■ **THE PROBLEM**:
Would you copy every line of the listing below that includes the word "name"?

■ **DATA SHOWN**:
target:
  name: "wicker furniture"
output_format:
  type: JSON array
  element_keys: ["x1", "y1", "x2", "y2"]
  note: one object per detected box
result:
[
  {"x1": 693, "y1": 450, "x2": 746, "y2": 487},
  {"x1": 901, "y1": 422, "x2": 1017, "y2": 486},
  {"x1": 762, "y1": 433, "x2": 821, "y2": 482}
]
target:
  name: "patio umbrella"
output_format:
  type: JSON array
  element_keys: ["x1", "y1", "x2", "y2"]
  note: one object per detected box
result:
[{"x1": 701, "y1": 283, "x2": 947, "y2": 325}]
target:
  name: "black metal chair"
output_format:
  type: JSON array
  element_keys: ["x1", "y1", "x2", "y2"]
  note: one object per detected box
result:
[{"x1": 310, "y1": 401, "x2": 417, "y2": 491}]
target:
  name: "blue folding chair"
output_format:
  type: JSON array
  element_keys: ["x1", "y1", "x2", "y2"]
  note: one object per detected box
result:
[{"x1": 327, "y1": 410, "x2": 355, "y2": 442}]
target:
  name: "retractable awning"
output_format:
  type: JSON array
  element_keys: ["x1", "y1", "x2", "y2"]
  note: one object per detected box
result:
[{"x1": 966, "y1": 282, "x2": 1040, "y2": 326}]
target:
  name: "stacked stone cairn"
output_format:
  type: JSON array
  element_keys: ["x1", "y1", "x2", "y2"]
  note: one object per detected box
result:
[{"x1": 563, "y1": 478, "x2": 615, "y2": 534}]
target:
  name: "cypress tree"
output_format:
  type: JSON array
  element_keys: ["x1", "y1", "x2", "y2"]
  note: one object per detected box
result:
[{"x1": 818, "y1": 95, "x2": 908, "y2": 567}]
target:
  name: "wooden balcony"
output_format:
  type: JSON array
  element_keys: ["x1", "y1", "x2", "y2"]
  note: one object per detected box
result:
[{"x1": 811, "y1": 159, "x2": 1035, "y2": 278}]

■ **OUTPUT OF THE EXERCISE**:
  name: "wicker furniture"
  name: "patio umbrella"
  name: "black metal chair"
  name: "blue folding chair"
  name: "retractable awning"
  name: "stacked stone cairn"
  name: "cypress tree"
  name: "wooden balcony"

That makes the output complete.